» TASK BRIEF
Copy out exactly every line from the line containing "Locate the dark" until the records below end, inclusive of both boundary lines.

** Opening RECORD EXTRACTS block **

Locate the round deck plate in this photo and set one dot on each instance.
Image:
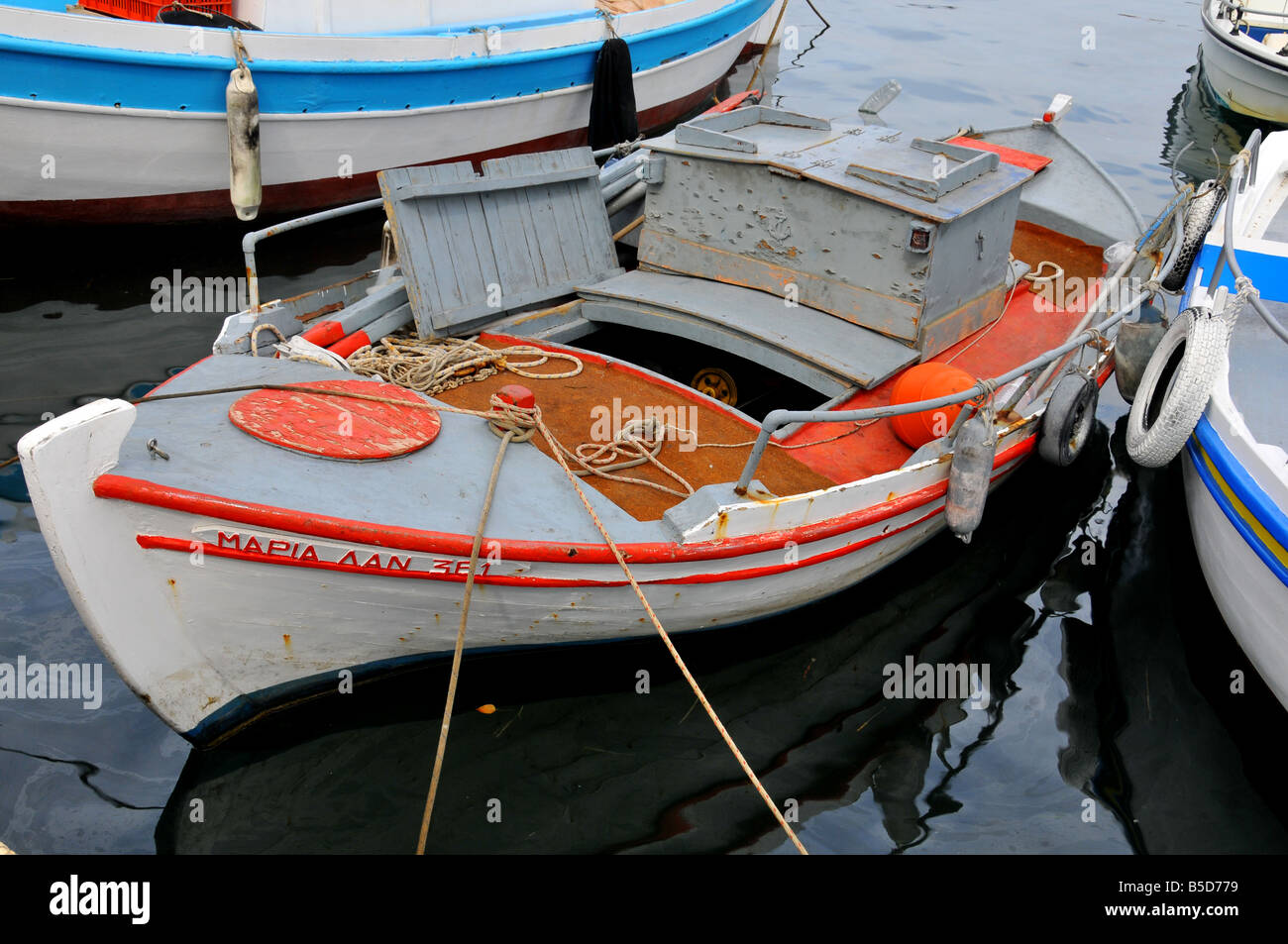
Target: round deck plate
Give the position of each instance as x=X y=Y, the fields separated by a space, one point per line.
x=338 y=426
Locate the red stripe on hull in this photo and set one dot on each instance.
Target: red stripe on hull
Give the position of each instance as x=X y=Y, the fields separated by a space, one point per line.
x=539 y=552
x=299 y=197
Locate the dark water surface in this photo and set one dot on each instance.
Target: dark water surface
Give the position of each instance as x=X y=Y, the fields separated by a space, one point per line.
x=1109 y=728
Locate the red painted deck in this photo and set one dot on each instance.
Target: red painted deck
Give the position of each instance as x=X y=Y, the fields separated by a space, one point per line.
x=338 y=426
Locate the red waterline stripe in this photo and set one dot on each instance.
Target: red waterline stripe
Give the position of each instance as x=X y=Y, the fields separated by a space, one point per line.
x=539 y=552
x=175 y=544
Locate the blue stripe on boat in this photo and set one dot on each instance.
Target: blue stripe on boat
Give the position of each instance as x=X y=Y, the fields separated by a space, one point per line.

** Closing RECORD EXTRACTS block **

» REPLY TO THE TASK
Locate the dark water surface in this photo and set one dot on each instance.
Target: dark water surface
Give the position of each instance as x=X y=Y, the fields separated by a space, one point per line.
x=1109 y=728
Locate the red painted deck in this photo and set one dot on each instance.
Target: red painted deck
Give the position of each instance as x=X y=Y, the fields separated by a space, one point per line.
x=338 y=426
Locate the red waterline stripe in this photo and set one dot on each instance.
Target: red waterline stripe
Give the position of each instance as x=X y=Y, the fields separated by a space, one point per line.
x=539 y=552
x=175 y=544
Locate the blue stripe on boat in this photo and set one dot on each instance.
Target: blue stripe on boat
Give the position of each instance as x=X y=Y, the fields separated by a space, one point per line.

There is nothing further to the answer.